═══ Exercise materials ═══
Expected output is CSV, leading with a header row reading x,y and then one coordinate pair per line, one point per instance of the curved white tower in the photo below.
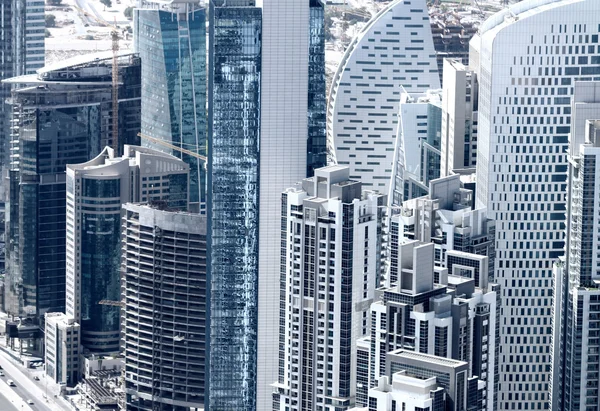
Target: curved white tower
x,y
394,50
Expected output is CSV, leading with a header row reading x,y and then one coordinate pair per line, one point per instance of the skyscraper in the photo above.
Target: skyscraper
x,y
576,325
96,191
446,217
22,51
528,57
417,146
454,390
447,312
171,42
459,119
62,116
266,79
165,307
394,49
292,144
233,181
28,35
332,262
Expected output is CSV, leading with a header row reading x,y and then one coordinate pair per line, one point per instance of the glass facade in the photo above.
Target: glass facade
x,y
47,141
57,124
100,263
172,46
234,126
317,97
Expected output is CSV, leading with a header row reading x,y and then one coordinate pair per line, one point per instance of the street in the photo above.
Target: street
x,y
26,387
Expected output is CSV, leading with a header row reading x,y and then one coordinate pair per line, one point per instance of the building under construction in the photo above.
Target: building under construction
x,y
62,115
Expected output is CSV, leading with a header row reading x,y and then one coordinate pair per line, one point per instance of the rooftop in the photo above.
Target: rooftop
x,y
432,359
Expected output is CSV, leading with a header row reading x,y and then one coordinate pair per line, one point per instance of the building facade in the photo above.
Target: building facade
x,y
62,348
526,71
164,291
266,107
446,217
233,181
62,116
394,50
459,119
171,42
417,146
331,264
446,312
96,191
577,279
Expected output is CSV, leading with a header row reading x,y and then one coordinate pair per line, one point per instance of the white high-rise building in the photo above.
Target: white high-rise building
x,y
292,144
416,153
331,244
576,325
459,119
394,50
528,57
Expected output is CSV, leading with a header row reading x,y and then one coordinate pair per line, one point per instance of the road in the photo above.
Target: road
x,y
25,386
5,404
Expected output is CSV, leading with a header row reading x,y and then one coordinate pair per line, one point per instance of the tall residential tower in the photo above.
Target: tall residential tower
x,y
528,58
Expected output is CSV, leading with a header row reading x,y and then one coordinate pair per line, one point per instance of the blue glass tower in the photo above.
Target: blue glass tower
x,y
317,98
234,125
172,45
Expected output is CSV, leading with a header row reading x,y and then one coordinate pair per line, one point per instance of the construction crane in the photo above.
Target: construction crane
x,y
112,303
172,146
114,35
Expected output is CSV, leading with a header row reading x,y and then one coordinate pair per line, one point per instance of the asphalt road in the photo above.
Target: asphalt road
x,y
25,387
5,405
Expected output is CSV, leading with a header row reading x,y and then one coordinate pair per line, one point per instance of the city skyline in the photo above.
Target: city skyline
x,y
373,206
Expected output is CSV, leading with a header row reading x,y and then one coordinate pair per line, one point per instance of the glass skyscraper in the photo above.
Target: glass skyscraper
═══
═══ Exercise materials ═══
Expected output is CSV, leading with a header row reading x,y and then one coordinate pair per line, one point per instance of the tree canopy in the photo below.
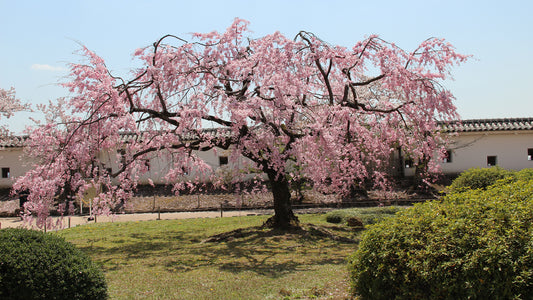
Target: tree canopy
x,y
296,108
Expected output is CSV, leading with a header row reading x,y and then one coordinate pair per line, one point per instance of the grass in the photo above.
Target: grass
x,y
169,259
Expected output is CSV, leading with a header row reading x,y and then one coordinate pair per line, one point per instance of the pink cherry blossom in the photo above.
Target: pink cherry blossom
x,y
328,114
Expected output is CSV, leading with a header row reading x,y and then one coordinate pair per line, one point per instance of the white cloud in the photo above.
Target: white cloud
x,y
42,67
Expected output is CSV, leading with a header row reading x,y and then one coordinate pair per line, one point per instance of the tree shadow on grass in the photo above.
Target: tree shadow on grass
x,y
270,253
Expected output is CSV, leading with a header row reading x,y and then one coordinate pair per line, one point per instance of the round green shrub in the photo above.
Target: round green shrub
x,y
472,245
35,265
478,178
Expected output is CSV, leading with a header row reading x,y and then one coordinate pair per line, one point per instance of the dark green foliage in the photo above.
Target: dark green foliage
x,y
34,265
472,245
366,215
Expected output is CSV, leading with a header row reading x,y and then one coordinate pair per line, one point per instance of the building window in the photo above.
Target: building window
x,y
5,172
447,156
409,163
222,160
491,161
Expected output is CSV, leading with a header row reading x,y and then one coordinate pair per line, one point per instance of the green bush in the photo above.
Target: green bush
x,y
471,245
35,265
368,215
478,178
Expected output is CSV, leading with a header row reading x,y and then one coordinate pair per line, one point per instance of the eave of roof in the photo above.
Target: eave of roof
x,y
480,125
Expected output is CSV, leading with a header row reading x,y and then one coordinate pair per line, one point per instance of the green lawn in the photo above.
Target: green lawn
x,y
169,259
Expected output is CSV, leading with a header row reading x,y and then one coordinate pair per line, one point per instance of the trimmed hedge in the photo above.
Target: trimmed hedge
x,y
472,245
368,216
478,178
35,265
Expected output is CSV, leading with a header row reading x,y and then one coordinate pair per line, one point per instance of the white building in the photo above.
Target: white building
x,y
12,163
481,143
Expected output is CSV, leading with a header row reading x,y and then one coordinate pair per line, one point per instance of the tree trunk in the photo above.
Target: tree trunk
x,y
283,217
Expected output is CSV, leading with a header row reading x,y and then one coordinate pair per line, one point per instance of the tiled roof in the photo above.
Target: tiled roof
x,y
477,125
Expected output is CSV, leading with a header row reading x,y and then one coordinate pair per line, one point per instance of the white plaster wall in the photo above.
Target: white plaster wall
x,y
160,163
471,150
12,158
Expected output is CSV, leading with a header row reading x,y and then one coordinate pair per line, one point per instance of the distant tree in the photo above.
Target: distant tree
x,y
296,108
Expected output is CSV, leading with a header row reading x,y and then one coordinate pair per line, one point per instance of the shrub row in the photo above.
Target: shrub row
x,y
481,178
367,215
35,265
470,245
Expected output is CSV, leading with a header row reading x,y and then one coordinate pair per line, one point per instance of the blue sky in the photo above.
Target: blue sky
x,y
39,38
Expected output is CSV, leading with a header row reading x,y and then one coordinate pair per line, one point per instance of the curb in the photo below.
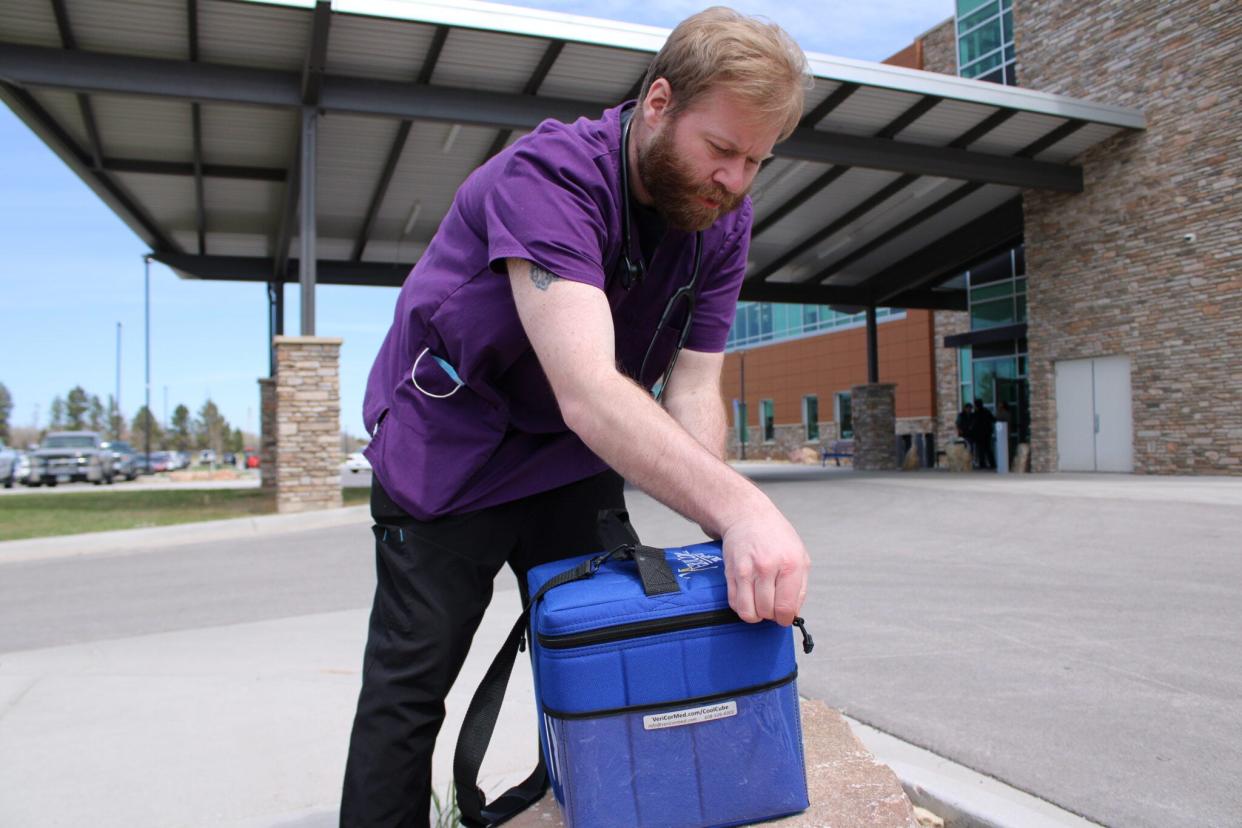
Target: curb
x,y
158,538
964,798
═══
═══ Exercise materials ═══
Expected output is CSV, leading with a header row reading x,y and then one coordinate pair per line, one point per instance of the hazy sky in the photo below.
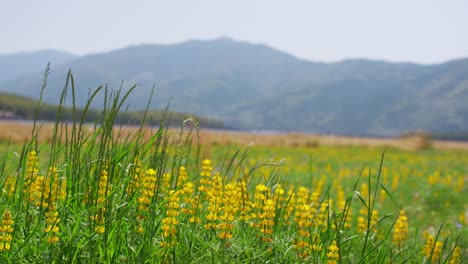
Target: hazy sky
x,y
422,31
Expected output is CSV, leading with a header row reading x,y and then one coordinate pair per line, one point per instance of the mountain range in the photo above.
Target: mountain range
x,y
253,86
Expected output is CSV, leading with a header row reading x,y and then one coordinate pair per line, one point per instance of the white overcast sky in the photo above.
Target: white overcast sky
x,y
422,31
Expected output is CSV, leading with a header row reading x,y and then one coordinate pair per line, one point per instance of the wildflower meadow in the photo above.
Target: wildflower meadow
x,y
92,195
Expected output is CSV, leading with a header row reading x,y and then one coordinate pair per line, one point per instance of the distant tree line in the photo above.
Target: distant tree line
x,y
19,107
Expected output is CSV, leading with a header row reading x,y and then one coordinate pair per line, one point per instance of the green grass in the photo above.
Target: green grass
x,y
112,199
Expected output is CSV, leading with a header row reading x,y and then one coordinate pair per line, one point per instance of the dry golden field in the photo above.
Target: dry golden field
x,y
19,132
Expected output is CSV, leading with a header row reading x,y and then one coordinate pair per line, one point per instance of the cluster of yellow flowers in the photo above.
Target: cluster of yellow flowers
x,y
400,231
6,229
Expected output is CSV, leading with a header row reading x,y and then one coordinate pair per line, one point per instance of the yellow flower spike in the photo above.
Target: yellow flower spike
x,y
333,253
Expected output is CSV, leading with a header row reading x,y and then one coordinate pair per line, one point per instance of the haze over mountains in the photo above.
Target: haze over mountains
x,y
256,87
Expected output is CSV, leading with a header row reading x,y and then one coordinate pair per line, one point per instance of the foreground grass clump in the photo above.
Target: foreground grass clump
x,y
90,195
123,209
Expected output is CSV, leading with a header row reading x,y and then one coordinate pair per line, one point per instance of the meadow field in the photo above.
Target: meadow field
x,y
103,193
═══
Exercise instructions: Reproduce verbatim the lines from the one containing "asphalt road in the photo above." through the one containing "Target: glass skyscraper", with both end lines included.

Answer for this exercise:
Expected output is CSV, leading with a header row reading x,y and then one coordinate pair per line, one point per instance of the asphalt road in the photo above.
Target: asphalt road
x,y
25,387
5,405
Expected output is CSV, leading with a header row reading x,y and then one coordinate pair per line, one point per instance of the city skyline in the photo above.
Target: city skyline
x,y
373,206
Expected output is CSV, leading with a header row reading x,y and then one coordinate pair per line, one point per instance of the glass skyscraper in the photo above.
Target: glass skyscraper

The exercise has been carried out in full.